ACTIVITY
Write only the number of lines in the records beneath that hold "every".
Segment Open
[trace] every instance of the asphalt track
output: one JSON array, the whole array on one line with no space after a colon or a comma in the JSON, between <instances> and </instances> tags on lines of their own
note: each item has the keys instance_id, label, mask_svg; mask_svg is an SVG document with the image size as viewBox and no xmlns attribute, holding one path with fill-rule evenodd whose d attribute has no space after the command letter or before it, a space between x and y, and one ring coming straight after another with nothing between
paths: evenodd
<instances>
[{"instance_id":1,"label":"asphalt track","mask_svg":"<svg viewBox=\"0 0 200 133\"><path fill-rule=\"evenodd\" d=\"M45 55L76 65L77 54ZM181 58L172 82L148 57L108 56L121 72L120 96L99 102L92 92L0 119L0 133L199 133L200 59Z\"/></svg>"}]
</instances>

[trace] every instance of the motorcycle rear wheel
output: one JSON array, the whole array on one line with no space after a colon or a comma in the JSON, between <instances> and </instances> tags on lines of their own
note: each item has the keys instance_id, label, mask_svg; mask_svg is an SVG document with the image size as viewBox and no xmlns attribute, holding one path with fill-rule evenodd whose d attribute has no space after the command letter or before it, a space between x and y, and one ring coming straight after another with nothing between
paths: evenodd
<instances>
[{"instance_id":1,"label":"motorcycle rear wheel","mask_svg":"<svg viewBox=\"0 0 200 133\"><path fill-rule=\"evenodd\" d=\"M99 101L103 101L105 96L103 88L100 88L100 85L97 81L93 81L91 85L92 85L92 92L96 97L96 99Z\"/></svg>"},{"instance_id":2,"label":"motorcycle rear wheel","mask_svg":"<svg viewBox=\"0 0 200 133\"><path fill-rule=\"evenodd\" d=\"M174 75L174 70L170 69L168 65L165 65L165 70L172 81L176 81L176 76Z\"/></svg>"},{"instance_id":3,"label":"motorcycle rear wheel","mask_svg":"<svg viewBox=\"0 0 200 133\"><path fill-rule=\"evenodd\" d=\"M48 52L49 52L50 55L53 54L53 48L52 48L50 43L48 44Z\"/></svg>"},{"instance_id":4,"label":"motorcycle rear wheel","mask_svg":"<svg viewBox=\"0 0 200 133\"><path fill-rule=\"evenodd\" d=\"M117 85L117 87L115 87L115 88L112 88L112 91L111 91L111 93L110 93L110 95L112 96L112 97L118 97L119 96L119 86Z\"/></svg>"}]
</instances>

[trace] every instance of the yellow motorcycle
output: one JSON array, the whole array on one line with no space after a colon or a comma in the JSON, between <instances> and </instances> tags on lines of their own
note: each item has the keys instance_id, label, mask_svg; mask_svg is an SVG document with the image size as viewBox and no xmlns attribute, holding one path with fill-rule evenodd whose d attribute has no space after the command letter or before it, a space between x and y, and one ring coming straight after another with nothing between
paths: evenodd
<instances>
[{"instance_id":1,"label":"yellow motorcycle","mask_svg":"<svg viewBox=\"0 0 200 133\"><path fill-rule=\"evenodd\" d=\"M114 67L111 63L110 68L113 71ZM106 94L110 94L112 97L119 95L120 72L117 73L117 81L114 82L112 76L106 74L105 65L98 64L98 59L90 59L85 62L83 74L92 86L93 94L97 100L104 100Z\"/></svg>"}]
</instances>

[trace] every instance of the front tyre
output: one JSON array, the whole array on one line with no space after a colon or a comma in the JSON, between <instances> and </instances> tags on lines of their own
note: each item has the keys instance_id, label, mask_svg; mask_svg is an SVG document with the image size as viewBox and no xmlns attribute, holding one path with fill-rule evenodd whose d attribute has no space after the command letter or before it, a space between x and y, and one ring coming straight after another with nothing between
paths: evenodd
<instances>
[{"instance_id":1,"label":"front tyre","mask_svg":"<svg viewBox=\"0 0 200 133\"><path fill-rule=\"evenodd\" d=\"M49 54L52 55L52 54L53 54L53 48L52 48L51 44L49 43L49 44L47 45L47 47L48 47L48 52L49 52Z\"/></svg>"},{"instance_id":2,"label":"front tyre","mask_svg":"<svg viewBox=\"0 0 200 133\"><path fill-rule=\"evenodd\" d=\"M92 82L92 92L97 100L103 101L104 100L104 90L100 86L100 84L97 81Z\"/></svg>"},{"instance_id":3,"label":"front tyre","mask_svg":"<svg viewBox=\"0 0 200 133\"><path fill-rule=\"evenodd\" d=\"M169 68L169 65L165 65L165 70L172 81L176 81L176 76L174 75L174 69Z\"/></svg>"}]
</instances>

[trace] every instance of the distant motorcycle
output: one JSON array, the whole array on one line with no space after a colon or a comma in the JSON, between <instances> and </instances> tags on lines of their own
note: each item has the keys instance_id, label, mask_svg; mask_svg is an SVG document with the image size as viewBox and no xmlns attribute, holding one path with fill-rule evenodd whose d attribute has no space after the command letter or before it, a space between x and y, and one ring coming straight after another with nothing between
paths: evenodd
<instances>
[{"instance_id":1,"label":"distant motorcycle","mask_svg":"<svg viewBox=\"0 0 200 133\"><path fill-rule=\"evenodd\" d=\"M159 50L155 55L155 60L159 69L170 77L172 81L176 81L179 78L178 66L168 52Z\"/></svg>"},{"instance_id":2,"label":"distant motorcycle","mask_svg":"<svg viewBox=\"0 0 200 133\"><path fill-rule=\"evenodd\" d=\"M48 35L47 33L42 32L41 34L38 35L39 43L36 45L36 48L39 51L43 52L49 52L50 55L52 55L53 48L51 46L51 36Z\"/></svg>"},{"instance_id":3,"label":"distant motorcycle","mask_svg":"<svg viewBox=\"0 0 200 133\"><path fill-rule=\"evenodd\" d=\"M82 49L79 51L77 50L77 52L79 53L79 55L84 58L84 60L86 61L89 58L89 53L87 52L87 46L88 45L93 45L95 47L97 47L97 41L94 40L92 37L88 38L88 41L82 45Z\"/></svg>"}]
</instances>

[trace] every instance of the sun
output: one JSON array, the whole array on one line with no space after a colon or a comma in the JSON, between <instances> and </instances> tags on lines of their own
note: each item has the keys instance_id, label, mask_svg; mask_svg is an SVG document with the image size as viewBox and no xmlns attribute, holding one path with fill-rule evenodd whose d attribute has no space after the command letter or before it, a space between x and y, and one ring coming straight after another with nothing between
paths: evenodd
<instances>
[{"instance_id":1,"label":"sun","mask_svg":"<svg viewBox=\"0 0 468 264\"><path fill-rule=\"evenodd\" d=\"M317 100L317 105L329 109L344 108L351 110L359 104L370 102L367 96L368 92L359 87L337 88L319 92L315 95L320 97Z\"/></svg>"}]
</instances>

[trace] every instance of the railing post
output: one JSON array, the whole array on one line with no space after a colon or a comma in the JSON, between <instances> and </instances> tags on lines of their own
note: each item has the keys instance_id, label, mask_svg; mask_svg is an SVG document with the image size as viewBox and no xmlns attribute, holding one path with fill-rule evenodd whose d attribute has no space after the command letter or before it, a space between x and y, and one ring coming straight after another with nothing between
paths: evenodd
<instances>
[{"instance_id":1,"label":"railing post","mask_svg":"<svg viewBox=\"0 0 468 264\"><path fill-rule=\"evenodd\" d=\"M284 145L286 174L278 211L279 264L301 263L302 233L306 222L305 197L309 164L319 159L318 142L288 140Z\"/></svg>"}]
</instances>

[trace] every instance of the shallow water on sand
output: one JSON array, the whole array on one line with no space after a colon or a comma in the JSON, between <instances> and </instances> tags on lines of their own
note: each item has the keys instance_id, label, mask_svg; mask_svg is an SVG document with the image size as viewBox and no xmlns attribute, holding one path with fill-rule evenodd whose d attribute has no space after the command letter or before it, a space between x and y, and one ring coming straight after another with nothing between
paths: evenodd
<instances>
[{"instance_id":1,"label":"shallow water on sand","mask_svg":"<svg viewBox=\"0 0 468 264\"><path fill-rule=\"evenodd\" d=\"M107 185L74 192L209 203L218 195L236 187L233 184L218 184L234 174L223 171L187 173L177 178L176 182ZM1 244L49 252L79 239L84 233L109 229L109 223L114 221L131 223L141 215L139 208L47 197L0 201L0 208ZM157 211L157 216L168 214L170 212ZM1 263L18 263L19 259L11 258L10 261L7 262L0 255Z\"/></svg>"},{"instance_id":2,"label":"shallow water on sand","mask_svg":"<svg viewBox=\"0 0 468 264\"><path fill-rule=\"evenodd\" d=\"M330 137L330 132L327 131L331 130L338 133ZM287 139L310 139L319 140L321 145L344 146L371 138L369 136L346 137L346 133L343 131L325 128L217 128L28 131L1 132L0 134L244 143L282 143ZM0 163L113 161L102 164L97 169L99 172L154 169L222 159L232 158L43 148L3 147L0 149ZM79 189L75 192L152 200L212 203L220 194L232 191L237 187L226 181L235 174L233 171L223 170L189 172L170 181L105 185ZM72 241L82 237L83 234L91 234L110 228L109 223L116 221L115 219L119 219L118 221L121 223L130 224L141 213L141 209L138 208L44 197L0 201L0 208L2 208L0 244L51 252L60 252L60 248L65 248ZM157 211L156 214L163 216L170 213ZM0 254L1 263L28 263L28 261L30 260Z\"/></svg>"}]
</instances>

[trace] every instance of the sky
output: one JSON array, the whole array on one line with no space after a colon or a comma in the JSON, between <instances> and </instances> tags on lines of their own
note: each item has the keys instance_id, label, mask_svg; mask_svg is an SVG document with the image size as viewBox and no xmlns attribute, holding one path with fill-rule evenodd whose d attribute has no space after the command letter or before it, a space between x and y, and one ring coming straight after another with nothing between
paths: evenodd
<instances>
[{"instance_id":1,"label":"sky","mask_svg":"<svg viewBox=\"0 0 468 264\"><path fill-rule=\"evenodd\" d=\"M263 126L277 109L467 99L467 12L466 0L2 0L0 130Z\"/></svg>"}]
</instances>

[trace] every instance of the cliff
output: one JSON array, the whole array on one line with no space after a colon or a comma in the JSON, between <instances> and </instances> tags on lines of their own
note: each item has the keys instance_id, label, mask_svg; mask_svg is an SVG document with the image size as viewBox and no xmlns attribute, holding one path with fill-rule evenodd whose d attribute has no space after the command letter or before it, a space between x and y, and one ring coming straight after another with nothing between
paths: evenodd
Segment Closed
RESULT
10